List every line of the entries below that contains the string "item".

> [Data]:
====================

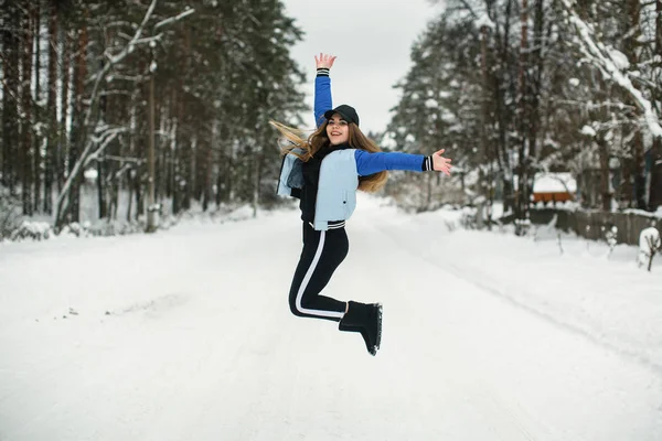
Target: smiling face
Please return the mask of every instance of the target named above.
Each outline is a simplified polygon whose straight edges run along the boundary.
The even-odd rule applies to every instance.
[[[331,146],[345,143],[350,139],[350,125],[342,119],[340,114],[333,114],[327,125],[327,135],[331,141]]]

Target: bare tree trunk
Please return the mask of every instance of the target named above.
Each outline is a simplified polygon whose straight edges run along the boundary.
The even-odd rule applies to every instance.
[[[602,211],[611,212],[611,191],[609,189],[609,146],[602,135],[596,138],[600,155],[600,195],[602,196]]]
[[[21,161],[21,186],[23,200],[23,214],[32,216],[32,44],[33,42],[33,14],[34,9],[29,7],[26,14],[23,17],[23,68],[21,80],[21,98],[23,117],[21,118],[21,147],[19,160]]]
[[[492,204],[494,202],[494,147],[490,144],[488,140],[488,128],[491,127],[491,118],[490,118],[490,103],[489,98],[492,96],[490,90],[490,74],[489,74],[489,63],[488,63],[488,39],[489,39],[489,28],[482,26],[480,29],[480,67],[482,72],[482,103],[481,103],[481,130],[480,130],[480,143],[483,151],[484,157],[490,163],[490,174],[488,175],[488,228],[492,228]]]
[[[34,56],[34,99],[39,103],[41,101],[41,0],[39,0],[34,6],[34,17],[33,17],[33,29],[34,29],[34,47],[35,47],[35,56]],[[39,105],[34,106],[34,120],[41,123],[41,115]],[[42,136],[41,133],[35,133],[32,151],[34,152],[34,164],[32,170],[32,175],[34,176],[34,193],[33,193],[33,212],[39,212],[41,206],[41,164],[42,164],[42,154],[41,154],[41,144],[42,144]]]
[[[528,218],[528,90],[526,76],[528,69],[528,0],[522,0],[521,11],[522,34],[520,39],[520,76],[519,76],[519,118],[520,118],[520,154],[519,154],[519,173],[517,182],[517,205],[516,218]],[[515,230],[515,234],[521,232]]]
[[[44,158],[44,213],[53,214],[53,169],[57,170],[55,152],[58,142],[57,126],[57,2],[50,1],[49,9],[49,139]]]
[[[66,157],[70,149],[70,130],[68,130],[68,118],[72,112],[71,108],[71,87],[72,73],[72,46],[73,39],[70,34],[70,30],[66,29],[66,23],[62,23],[62,96],[61,99],[61,114],[60,114],[60,133],[58,140],[55,147],[55,175],[57,176],[57,192],[62,193],[64,187],[65,171],[68,169],[66,165]]]
[[[152,53],[153,57],[153,53]],[[152,58],[153,62],[153,58]],[[156,212],[156,170],[154,170],[154,72],[149,76],[149,138],[147,150],[147,233],[157,230],[157,212]]]
[[[87,11],[85,11],[87,17]],[[72,115],[72,141],[70,146],[70,174],[74,172],[74,164],[78,161],[81,154],[85,150],[86,127],[83,123],[84,118],[84,99],[85,99],[85,80],[87,79],[87,64],[85,56],[87,54],[87,24],[82,23],[78,32],[78,44],[76,53],[76,73],[74,75],[74,112]],[[75,176],[72,189],[68,194],[70,204],[65,207],[68,212],[71,222],[81,222],[81,175]]]
[[[15,146],[19,141],[19,28],[20,14],[15,4],[3,11],[2,29],[2,185],[15,194]]]
[[[655,55],[658,60],[662,60],[662,0],[655,1]],[[662,66],[662,62],[658,63],[658,68]],[[660,78],[659,78],[660,79]],[[658,88],[654,92],[655,101],[662,103],[662,90],[658,82]],[[649,208],[655,211],[662,206],[662,137],[653,138],[651,148],[651,176],[649,192]]]

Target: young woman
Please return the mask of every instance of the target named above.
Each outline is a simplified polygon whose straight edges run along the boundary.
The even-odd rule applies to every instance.
[[[295,315],[340,322],[341,331],[361,333],[367,352],[377,353],[382,340],[382,305],[340,301],[320,295],[349,250],[345,222],[356,206],[356,190],[376,192],[387,180],[387,170],[440,171],[450,175],[450,159],[444,150],[421,154],[384,153],[359,129],[353,107],[335,108],[331,100],[329,71],[334,56],[314,57],[317,78],[314,116],[318,129],[303,132],[271,121],[289,141],[278,194],[300,200],[303,250],[289,292]]]

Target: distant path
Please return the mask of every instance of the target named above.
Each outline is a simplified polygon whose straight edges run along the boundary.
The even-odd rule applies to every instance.
[[[376,357],[289,313],[296,212],[2,256],[0,440],[660,439],[659,376],[377,220],[327,291],[384,303]]]

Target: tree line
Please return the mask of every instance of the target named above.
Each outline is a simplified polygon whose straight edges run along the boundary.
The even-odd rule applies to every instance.
[[[549,171],[596,195],[585,207],[662,206],[661,0],[445,3],[413,45],[383,140],[446,147],[472,198],[500,194],[521,219]],[[433,180],[401,176],[427,184],[427,203]]]
[[[0,198],[24,216],[79,220],[94,176],[99,218],[160,203],[270,195],[268,119],[299,121],[302,37],[279,0],[0,2]]]

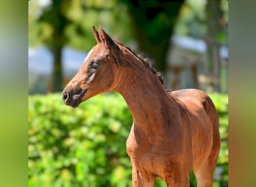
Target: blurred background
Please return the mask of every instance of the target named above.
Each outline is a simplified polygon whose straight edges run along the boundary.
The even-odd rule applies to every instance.
[[[91,28],[100,25],[150,58],[167,88],[209,93],[222,136],[214,186],[228,186],[227,0],[30,0],[28,186],[132,186],[125,141],[132,119],[124,99],[100,95],[73,110],[60,95],[96,45]]]

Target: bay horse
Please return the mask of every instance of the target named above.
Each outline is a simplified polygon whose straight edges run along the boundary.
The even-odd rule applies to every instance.
[[[133,186],[189,186],[193,171],[198,187],[213,186],[220,149],[219,117],[202,91],[168,91],[162,76],[130,49],[101,28],[92,28],[97,45],[62,92],[76,108],[98,94],[117,91],[133,118],[127,140]]]

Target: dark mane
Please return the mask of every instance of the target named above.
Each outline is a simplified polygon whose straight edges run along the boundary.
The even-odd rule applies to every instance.
[[[132,50],[129,47],[127,47],[125,46],[124,46],[122,43],[120,43],[119,42],[115,40],[115,42],[118,43],[120,46],[126,48],[127,49],[128,49],[130,52],[132,52],[133,54],[133,55],[135,55],[135,57],[137,57],[138,59],[140,59],[144,65],[150,69],[154,74],[155,76],[158,78],[158,79],[160,81],[160,82],[165,86],[165,78],[163,77],[163,76],[162,75],[161,73],[157,72],[156,70],[156,69],[154,69],[150,63],[150,59],[148,58],[144,58],[142,57],[141,57],[140,55],[138,55],[138,54],[136,54],[133,50]]]

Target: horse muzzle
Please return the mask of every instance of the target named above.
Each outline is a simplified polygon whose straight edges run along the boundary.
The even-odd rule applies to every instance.
[[[86,94],[87,91],[82,89],[78,91],[64,89],[62,92],[62,100],[65,105],[76,108],[82,102],[82,98]]]

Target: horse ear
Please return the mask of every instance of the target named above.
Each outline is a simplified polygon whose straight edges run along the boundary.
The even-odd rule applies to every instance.
[[[106,34],[101,25],[99,27],[99,35],[100,40],[103,42],[107,46],[115,47],[116,44],[113,40]]]
[[[93,34],[94,35],[95,40],[97,41],[97,43],[100,43],[101,40],[100,40],[100,36],[99,36],[99,33],[96,31],[94,26],[93,26],[93,28],[92,28],[92,31],[93,31]]]

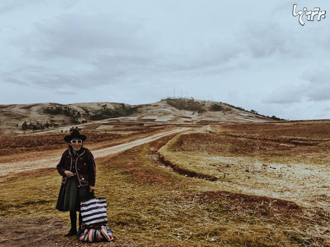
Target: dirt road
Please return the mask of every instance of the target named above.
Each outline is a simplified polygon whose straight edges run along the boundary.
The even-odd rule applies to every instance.
[[[134,147],[141,145],[145,143],[152,142],[166,135],[179,133],[190,129],[190,128],[181,128],[169,131],[163,132],[150,136],[124,143],[119,145],[93,150],[94,158],[112,155],[120,153]],[[44,159],[36,158],[26,161],[11,163],[0,163],[0,182],[3,182],[8,178],[24,172],[30,172],[40,169],[55,168],[61,158],[63,151],[56,151],[47,153],[47,157]]]

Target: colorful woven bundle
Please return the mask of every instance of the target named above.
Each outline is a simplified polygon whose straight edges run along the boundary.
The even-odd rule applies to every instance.
[[[97,226],[85,229],[85,231],[79,237],[83,242],[99,242],[103,240],[113,240],[113,232],[105,225]]]

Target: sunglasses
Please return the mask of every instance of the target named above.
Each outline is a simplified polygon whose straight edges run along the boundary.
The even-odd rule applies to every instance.
[[[70,142],[71,142],[72,143],[82,143],[82,140],[70,140]]]

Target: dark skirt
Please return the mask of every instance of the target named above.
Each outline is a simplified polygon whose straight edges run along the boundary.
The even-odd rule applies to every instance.
[[[80,202],[89,200],[92,193],[89,187],[79,188],[74,177],[69,179],[67,185],[61,186],[56,208],[59,211],[80,211]]]

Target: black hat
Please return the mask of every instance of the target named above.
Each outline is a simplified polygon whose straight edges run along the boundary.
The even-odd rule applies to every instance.
[[[80,134],[80,132],[77,129],[73,129],[70,131],[70,134],[65,135],[64,137],[64,140],[69,143],[74,138],[78,138],[81,139],[81,140],[84,142],[87,137],[84,134]]]

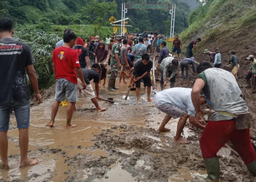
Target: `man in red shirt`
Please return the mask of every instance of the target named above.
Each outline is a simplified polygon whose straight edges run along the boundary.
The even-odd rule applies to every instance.
[[[71,49],[75,44],[76,35],[71,30],[68,30],[64,33],[63,40],[64,44],[54,49],[52,54],[52,68],[56,79],[55,100],[52,110],[51,120],[46,126],[53,126],[60,103],[65,100],[66,95],[68,104],[66,128],[68,128],[76,126],[71,124],[75,105],[77,101],[76,75],[82,82],[83,89],[86,87],[86,84],[80,68],[78,54]]]

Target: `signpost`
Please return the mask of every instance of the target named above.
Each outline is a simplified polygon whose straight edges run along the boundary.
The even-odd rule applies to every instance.
[[[124,33],[125,19],[125,13],[127,12],[127,9],[167,10],[170,10],[170,14],[172,15],[170,38],[173,38],[174,33],[174,22],[175,20],[176,8],[176,5],[175,4],[156,4],[122,3],[121,35],[123,35]]]
[[[127,3],[127,9],[170,9],[169,4],[154,4]]]
[[[109,18],[109,21],[111,22],[112,23],[113,23],[114,22],[116,21],[116,19],[115,17],[113,16],[111,16],[110,18]]]

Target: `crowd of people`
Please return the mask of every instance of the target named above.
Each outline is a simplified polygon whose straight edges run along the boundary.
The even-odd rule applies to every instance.
[[[0,60],[3,65],[0,68],[0,169],[4,170],[9,169],[7,132],[12,108],[20,133],[20,166],[24,167],[38,163],[37,159],[27,157],[30,96],[26,71],[38,104],[42,99],[38,91],[30,48],[26,44],[13,39],[14,33],[12,20],[0,18]],[[102,86],[105,86],[109,66],[111,72],[108,90],[114,92],[118,89],[116,87],[116,79],[118,69],[121,69],[118,83],[128,84],[125,79],[130,79],[128,87],[135,86],[138,104],[140,103],[139,95],[142,83],[146,88],[147,101],[153,102],[150,98],[153,82],[151,71],[154,68],[153,68],[153,62],[149,54],[156,51],[159,53],[158,67],[161,74],[159,82],[162,91],[156,93],[154,102],[157,108],[166,114],[159,131],[169,131],[165,128],[166,124],[172,118],[180,118],[174,141],[187,144],[188,141],[181,137],[181,134],[188,118],[192,125],[203,129],[199,142],[208,180],[218,180],[220,169],[217,153],[230,140],[250,172],[256,175],[256,154],[250,141],[249,127],[244,124],[242,128],[240,128],[237,119],[242,119],[243,116],[248,112],[237,83],[240,67],[236,52],[230,51],[229,63],[233,66],[231,73],[220,68],[221,57],[218,48],[215,49],[214,52],[205,50],[204,52],[209,55],[210,61],[201,63],[196,68],[192,50],[198,51],[196,45],[201,41],[200,38],[189,43],[186,58],[182,59],[180,62],[173,56],[177,52],[178,57],[181,52],[182,44],[178,35],[173,41],[171,56],[166,42],[162,41],[161,35],[157,35],[156,32],[148,35],[145,30],[142,36],[138,38],[138,43],[132,48],[133,38],[131,33],[126,33],[123,37],[120,35],[112,36],[111,38],[108,35],[106,38],[101,41],[99,36],[96,36],[91,37],[86,43],[85,40],[78,37],[71,29],[64,30],[63,39],[56,43],[52,54],[56,94],[51,120],[46,126],[54,126],[60,105],[65,103],[61,102],[66,102],[66,128],[76,126],[71,121],[78,92],[83,92],[90,99],[98,112],[106,110],[106,108],[99,106],[97,100],[101,99],[99,94],[101,80],[103,80]],[[251,64],[246,78],[248,87],[251,87],[251,79],[253,92],[255,92],[256,60],[252,55],[246,59]],[[194,74],[196,75],[193,88],[174,88],[179,66],[181,78],[189,79],[189,65],[192,65]],[[125,77],[124,73],[127,68],[130,71]],[[91,84],[93,80],[96,95]],[[170,88],[164,90],[168,82]],[[153,87],[154,89],[155,88]],[[206,103],[216,111],[207,123],[202,118],[203,113],[200,108],[201,104]]]

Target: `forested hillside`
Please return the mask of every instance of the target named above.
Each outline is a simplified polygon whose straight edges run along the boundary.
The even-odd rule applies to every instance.
[[[188,27],[188,17],[197,5],[196,0],[139,0],[138,3],[175,4],[174,32],[180,33]],[[127,0],[0,0],[0,16],[12,17],[18,23],[37,23],[46,17],[56,24],[93,24],[110,26],[112,15],[121,19],[122,3]],[[129,31],[149,31],[169,34],[171,16],[167,10],[129,9],[126,16],[132,28]]]
[[[218,48],[221,54],[221,68],[231,71],[229,64],[229,51],[234,50],[240,65],[238,75],[238,84],[253,117],[252,136],[256,135],[256,96],[251,89],[246,88],[245,76],[251,63],[245,60],[249,55],[256,56],[256,1],[255,0],[206,0],[206,3],[194,10],[189,15],[189,28],[180,37],[187,46],[197,37],[202,41],[197,44],[198,52],[194,55],[197,62],[209,62],[204,50],[214,51]],[[225,180],[223,180],[225,181]]]

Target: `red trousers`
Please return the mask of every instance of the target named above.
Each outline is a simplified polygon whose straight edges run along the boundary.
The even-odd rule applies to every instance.
[[[199,140],[203,157],[216,157],[217,153],[229,140],[245,164],[256,159],[250,128],[237,130],[234,120],[208,122]]]

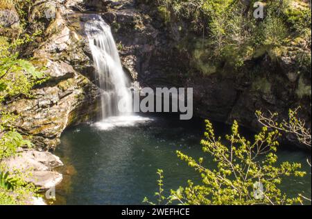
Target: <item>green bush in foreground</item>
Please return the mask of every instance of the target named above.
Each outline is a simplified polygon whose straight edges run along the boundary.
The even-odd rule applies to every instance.
[[[177,156],[198,171],[202,184],[196,185],[188,181],[185,188],[171,190],[168,197],[164,196],[162,170],[159,170],[159,191],[155,193],[158,204],[206,204],[206,205],[252,205],[294,204],[301,203],[297,197],[288,197],[279,188],[282,179],[295,176],[302,177],[306,173],[299,171],[300,163],[284,162],[277,164],[277,130],[269,131],[263,127],[255,135],[253,143],[239,132],[239,125],[234,122],[232,134],[226,136],[228,144],[216,138],[211,123],[206,121],[205,139],[201,144],[205,153],[213,156],[216,168],[210,170],[204,166],[204,159],[198,161],[177,151]],[[146,197],[144,200],[155,204]]]

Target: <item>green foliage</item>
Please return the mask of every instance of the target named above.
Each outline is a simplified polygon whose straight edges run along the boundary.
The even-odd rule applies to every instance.
[[[159,176],[159,179],[157,180],[158,184],[158,191],[155,193],[155,196],[157,197],[157,202],[158,204],[162,204],[163,202],[166,200],[166,197],[163,195],[164,193],[164,182],[163,182],[163,176],[164,171],[162,170],[157,170],[157,174]],[[146,197],[143,200],[143,202],[148,203],[150,205],[156,205],[155,203],[150,202],[148,199]]]
[[[234,122],[232,134],[226,136],[226,145],[216,137],[211,123],[206,121],[205,139],[201,144],[205,153],[213,156],[216,168],[205,167],[204,159],[195,160],[181,152],[177,156],[194,168],[202,177],[202,184],[191,180],[185,188],[171,190],[171,195],[161,198],[164,204],[178,202],[181,204],[241,205],[293,204],[300,203],[300,197],[288,197],[279,188],[284,177],[302,177],[300,163],[284,162],[277,165],[276,152],[278,131],[263,127],[254,136],[253,143],[241,136]],[[162,186],[162,177],[160,177]],[[159,194],[159,193],[157,194]],[[147,198],[144,202],[152,203]]]
[[[3,168],[2,166],[0,167],[0,170]],[[29,204],[33,197],[40,197],[36,195],[38,189],[33,184],[27,183],[24,179],[28,177],[25,173],[15,171],[6,172],[4,175],[6,175],[3,178],[6,186],[0,186],[0,205]]]
[[[15,8],[19,13],[21,26],[28,23],[31,0],[0,0],[0,8]],[[15,38],[0,36],[0,104],[5,100],[24,95],[31,97],[31,89],[35,85],[44,81],[44,74],[31,60],[21,58],[19,51],[24,46],[34,40],[40,31],[33,34],[18,32]],[[1,32],[2,34],[2,32]],[[17,156],[21,147],[32,147],[30,138],[23,136],[12,127],[12,123],[19,115],[0,112],[0,204],[24,204],[36,195],[37,189],[32,184],[25,181],[27,170],[24,172],[8,172],[2,163],[3,159]]]
[[[17,179],[9,176],[8,172],[0,172],[0,188],[5,190],[14,190],[17,181]]]
[[[9,44],[0,37],[0,102],[19,95],[30,95],[31,89],[44,77],[30,61],[12,53],[16,44]]]
[[[204,74],[211,71],[207,71],[207,66],[202,63],[226,62],[240,67],[259,54],[291,47],[290,42],[297,36],[307,42],[304,49],[309,50],[311,10],[306,3],[294,0],[266,1],[264,19],[256,19],[254,1],[243,4],[239,0],[157,0],[156,5],[161,16],[166,17],[166,23],[184,19],[199,38],[209,40],[209,44],[202,44],[202,51],[213,52],[202,54],[200,59],[194,58],[198,60],[194,62],[195,67]],[[263,48],[263,52],[258,51]],[[311,53],[307,56],[310,58],[305,56],[307,61],[303,65],[311,66]]]
[[[295,110],[290,109],[288,119],[283,120],[281,122],[279,121],[279,114],[277,113],[269,112],[268,115],[266,115],[261,111],[257,111],[256,116],[258,121],[264,127],[294,135],[300,143],[311,149],[311,129],[304,120],[299,118],[298,111],[300,109],[300,107]]]

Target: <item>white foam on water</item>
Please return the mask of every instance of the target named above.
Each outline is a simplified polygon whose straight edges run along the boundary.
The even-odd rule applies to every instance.
[[[154,120],[150,117],[139,115],[121,115],[112,116],[92,124],[98,130],[112,130],[117,127],[129,127],[151,122]]]

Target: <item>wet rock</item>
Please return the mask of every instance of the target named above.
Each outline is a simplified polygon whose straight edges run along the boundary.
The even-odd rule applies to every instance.
[[[42,189],[54,187],[62,179],[62,175],[53,170],[62,166],[63,163],[60,158],[50,152],[34,149],[21,151],[15,157],[5,159],[3,163],[10,172],[16,170],[29,171],[30,175],[25,180]]]
[[[0,10],[0,26],[10,27],[19,24],[19,17],[15,9]]]

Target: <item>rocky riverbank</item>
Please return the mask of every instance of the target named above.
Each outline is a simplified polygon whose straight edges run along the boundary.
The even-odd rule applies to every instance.
[[[35,88],[32,98],[7,100],[0,110],[20,115],[15,127],[33,136],[38,148],[55,148],[67,127],[89,120],[98,111],[100,90],[84,34],[90,13],[101,15],[110,24],[130,77],[151,88],[193,88],[196,115],[227,123],[236,120],[257,130],[257,110],[286,117],[289,108],[301,106],[301,117],[310,123],[311,70],[298,67],[296,60],[300,54],[311,57],[311,49],[301,49],[307,43],[302,39],[276,57],[266,48],[259,49],[236,69],[229,63],[214,65],[205,60],[209,51],[202,47],[202,36],[189,31],[187,21],[173,15],[164,21],[153,3],[37,1],[31,9],[32,29],[44,33],[26,54],[36,65],[47,67],[49,79]],[[0,15],[6,29],[19,25],[14,10]]]

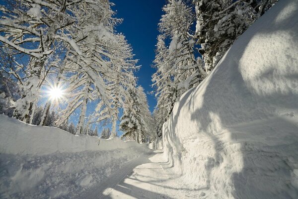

====================

> [Answer to this exercise]:
Target: <item>green bush in foreground</item>
Target: <item>green foliage</item>
Target: <item>white foam on water</item>
Target: <item>wet rock</item>
Target: <item>rocky riverbank</item>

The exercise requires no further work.